## Goals
1. Print the passage of the blog post about the Chinese knock-off of Presto that starts with "Trying to find" and goes on through "How…I just…..that is……………….".
2. In the blog post about the Chinese knock-off of Presto, what addition does the remake make to the original short?
3. Go on with the blog post about the Chinese knock-off of Presto, starting after its last line.

## Extracted text
* * *
Chinese rip-off of Presto

Trying to find a free online version of Doug Sweetland’s Pixar short Presto, reader Michael Rianda instead found this: a Chinese knock-off.

Rianda writes:

Some group of people completely reanimated and remodeled, a shot-for-shot remake of Presto (except for the crucial addition of a color changing iguana). And it’s a complete testament to the power of character animation. It’s the exact same story, timing and sound as Presto, except it’s about 100 times worse because the animation is so bad. The gags don’t come across, you don’t feel as much for the characters….it just doesn’t work.

Check it out for yourself:


  • Matt Sullivan

    WOW.

    How…I just…..that is……………….

    ….
    ….
    ….
    ………………..WTF!?!? The unmitigated BALLS! That’s the single most pure example of plagiarism I’ve EVER seen!

  • Arlyn

    Wow That really sucked, I was only able to watch 47sec of it. (rubbish)

  • Isaac
  • http://www.sibsy.blogspot.com/ Sabrina

    Wow.

    Just….wow.

  • Redkanary

    The dialogue at the end:

    “I am Little Rabbit. Happy New Year Everyone!”
* * *
## Material
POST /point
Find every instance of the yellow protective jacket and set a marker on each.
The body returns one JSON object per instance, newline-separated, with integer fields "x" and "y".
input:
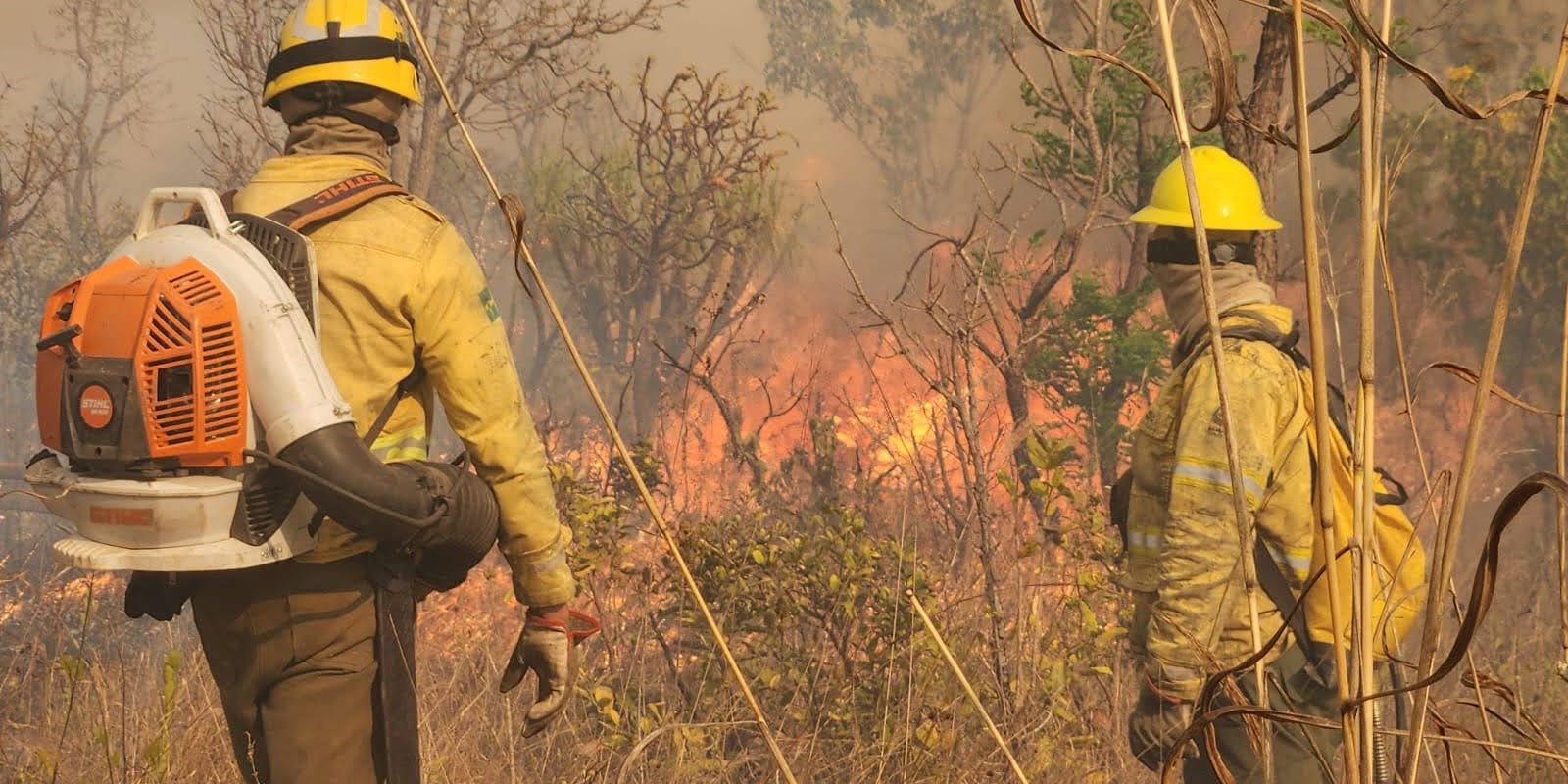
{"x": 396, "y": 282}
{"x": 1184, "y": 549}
* * *
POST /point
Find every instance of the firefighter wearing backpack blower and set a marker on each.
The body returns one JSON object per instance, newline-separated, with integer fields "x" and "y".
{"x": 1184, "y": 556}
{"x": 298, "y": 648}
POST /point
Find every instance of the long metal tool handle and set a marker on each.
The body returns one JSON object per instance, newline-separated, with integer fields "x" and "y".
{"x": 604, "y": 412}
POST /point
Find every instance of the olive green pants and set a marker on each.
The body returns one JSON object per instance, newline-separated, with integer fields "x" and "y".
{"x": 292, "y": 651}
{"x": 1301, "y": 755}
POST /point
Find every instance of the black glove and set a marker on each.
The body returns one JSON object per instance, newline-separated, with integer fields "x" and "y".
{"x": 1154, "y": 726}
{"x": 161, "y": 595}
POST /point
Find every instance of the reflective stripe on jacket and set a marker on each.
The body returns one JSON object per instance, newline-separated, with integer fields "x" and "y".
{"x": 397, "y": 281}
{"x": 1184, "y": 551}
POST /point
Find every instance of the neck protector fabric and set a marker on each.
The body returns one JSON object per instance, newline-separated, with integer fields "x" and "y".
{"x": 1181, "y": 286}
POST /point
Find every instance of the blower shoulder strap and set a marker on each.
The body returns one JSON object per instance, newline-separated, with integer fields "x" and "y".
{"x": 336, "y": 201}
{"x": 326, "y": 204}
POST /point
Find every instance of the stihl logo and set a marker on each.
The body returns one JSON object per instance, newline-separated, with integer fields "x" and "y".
* * *
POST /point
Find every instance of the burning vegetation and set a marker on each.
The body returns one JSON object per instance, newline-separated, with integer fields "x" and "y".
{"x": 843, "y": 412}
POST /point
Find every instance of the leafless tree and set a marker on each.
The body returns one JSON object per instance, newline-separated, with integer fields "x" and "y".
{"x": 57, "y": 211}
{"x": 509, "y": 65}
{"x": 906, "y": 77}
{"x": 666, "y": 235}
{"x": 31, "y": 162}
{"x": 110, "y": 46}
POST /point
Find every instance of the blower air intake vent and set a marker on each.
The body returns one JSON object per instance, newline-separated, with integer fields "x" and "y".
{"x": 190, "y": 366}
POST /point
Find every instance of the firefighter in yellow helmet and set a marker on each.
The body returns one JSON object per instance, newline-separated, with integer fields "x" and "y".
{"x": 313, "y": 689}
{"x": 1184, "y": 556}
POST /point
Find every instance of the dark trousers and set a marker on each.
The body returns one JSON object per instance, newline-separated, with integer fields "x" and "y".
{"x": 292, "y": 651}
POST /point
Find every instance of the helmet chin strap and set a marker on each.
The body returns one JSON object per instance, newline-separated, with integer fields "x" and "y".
* * *
## Expected responses
1.
Trying to find a free online version of Doug Sweetland’s Pixar short Presto, reader Michael Rianda instead found this: a Chinese knock-off.

Rianda writes:

Some group of people completely reanimated and remodeled, a shot-for-shot remake of Presto (except for the crucial addition of a color changing iguana). And it’s a complete testament to the power of character animation. It’s the exact same story, timing and sound as Presto, except it’s about 100 times worse because the animation is so bad. The gags don’t come across, you don’t feel as much for the characters….it just doesn’t work.

Check it out for yourself:


  • Matt Sullivan

    WOW.

    How…I just…..that is……………….

2. A color-changing iguana.

3.
  • http://www.brucelaing.com Bruce Laing

    Oy! :roll:

    they say that Imitation is the Sincerest form of flattery, but in this case, I’ll make an exception.

  • Hans W.

    This is really weird. Why would anyone want to make this? Why go to all this trouble?
    Missed the part where he gets electrocuted and dances though…

  • http://gagaman.blogspot.com Gagaman

    Wow, you weren’t kidding about it being a shot for shot remake! Why would anyone go through all the effort to do that? Is this the first time a direct rip off like this has come about? We’ve all seen those rip off style movies but not ones like that that even use the original soundtrack! Outside of student experiments of course, though maybe this is one? Even when doing a 3D tutorial using a Luxo style lamp at collage most still didn’t re-create the Pixar film shot for shot like that.

    The timing and acting has defiantly gone to the toilet, it’s a weird calculation of the movements and their eyes are dead and freaky. Amusing how they completely chickened out of re-creating that electrocution dance scene! Just wow that this even exists.

  • Keith Paynter

    Immitation is the sincerest form of copyright infringement.

  • http://jodimationindustries.blogspot.com Jodie Hudson

    Wow!!!

    Well, I guess if you are going to rip something off, instead adding half baked ideas to the stolen idea to make it seem original, just save money and time and just copy it completely. The people that made “What’s up” and “Kung Fu Prodigy” could learn a thing or two from this.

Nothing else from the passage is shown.